OpenAI Launches Tool to Detect AI-Generated Content 

Published on
01/02/2023 02:56 PM
OpenAI Tool Detect

ChatGPT creator OpenAI has launched a tool capable of detecting content written by AI amid concern among experts that the technology could be exploited for academic dishonesty. 

The tool, which the research group called an “AI Text Classifier,” is trained to distinguish between text written by a human and text written by a variety of AI engines – not just ChatGPT. 

The classifier is a “fine-tuned GPT model that predicts how likely it is that a piece of text was generated by AI from a variety of sources," OpenAI said in a blog post on Tuesday. 

"Our intended use for the AI Text Classifier is to foster conversation about the distinction between human-written and AI-generated content," they continued. 

The tool labels text as “very likely,” “unlikely,” “unclear if it is,” “possibly” or “likely” AI-generated, and uses data taken from a Wikipedia dataset, a 2019 Webset, and human demonstrations from the InstructGPT language model to train the tool.

Although OpenAI’s AI classifier is reportedly more accurate than others currently available online, OpenAI warns that the new tool – like many others already available – is still in development and is yet to accurately identify AI-authored content.

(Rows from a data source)
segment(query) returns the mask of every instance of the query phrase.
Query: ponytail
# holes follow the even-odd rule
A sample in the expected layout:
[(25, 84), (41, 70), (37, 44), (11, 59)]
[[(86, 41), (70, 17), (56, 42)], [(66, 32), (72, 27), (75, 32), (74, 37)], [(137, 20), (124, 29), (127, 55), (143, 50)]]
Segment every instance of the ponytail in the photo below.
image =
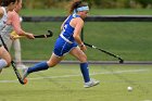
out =
[(86, 2), (83, 2), (81, 0), (74, 0), (74, 1), (72, 1), (71, 5), (69, 5), (68, 13), (72, 14), (77, 8), (86, 7), (86, 5), (88, 5), (88, 4)]

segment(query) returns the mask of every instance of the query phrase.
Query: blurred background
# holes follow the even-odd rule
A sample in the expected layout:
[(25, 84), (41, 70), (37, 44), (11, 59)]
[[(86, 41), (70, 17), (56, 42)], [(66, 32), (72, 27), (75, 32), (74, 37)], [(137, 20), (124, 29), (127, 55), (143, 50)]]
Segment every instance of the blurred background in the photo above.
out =
[[(72, 0), (23, 0), (25, 9), (64, 8)], [(98, 9), (151, 9), (152, 0), (84, 0)]]
[[(67, 16), (68, 4), (72, 0), (23, 0), (21, 16)], [(152, 17), (152, 0), (84, 0), (91, 10), (89, 16), (148, 16)], [(35, 18), (34, 18), (35, 20)], [(48, 60), (53, 43), (60, 35), (62, 22), (23, 22), (26, 31), (47, 34), (48, 29), (54, 33), (52, 38), (22, 41), (23, 60)], [(84, 27), (86, 42), (103, 48), (119, 55), (125, 61), (152, 61), (152, 22), (111, 22), (87, 21)], [(12, 51), (13, 52), (13, 51)], [(116, 59), (100, 51), (89, 49), (86, 52), (89, 61), (116, 61)], [(74, 60), (67, 55), (65, 60)]]

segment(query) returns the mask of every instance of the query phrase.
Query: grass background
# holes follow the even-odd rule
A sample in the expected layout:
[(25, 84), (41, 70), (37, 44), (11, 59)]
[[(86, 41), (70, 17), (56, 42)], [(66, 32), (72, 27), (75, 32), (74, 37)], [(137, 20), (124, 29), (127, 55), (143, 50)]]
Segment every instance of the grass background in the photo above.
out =
[[(138, 14), (151, 15), (150, 10), (94, 10), (92, 15)], [(65, 15), (64, 10), (23, 10), (22, 15)], [(34, 34), (52, 29), (49, 39), (22, 40), (24, 60), (48, 60), (61, 22), (25, 23)], [(152, 23), (145, 22), (86, 22), (85, 40), (119, 54), (125, 60), (152, 60)], [(13, 54), (13, 53), (12, 53)], [(114, 60), (104, 53), (88, 49), (88, 60)], [(69, 55), (66, 60), (74, 60)], [(90, 65), (92, 78), (101, 80), (97, 87), (84, 88), (78, 65), (59, 64), (54, 68), (28, 76), (28, 84), (20, 85), (13, 70), (3, 70), (0, 76), (0, 101), (152, 101), (151, 65)], [(131, 86), (132, 91), (127, 91)]]
[[(151, 65), (90, 65), (101, 84), (84, 88), (78, 65), (58, 65), (20, 85), (12, 68), (0, 77), (0, 101), (152, 101)], [(127, 91), (131, 86), (132, 91)]]

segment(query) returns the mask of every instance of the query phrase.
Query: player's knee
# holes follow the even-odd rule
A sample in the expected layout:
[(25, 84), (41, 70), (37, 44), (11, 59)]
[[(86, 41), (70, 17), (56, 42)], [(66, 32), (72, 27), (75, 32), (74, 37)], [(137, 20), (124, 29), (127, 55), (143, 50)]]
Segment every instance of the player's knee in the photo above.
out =
[(8, 59), (7, 60), (7, 66), (5, 67), (9, 67), (11, 65), (11, 59)]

WHAT THE EXERCISE ASKS -> Please sum up the article on OpenAI's AI Text Classifier in two sentences.

RESULT OF THIS EXERCISE -> ChatGPT creator OpenAI has launched an "AI Text Classifier," a fine-tuned GPT model that predicts how likely it is that a piece of text was generated by AI, amid concern that the technology could be exploited for academic dishonesty. The tool labels text with ratings such as "very likely," "possibly," or "unlikely" AI-generated, and although it is reportedly more accurate than others available online, OpenAI warns that it is still in development and is yet to accurately identify AI-authored content.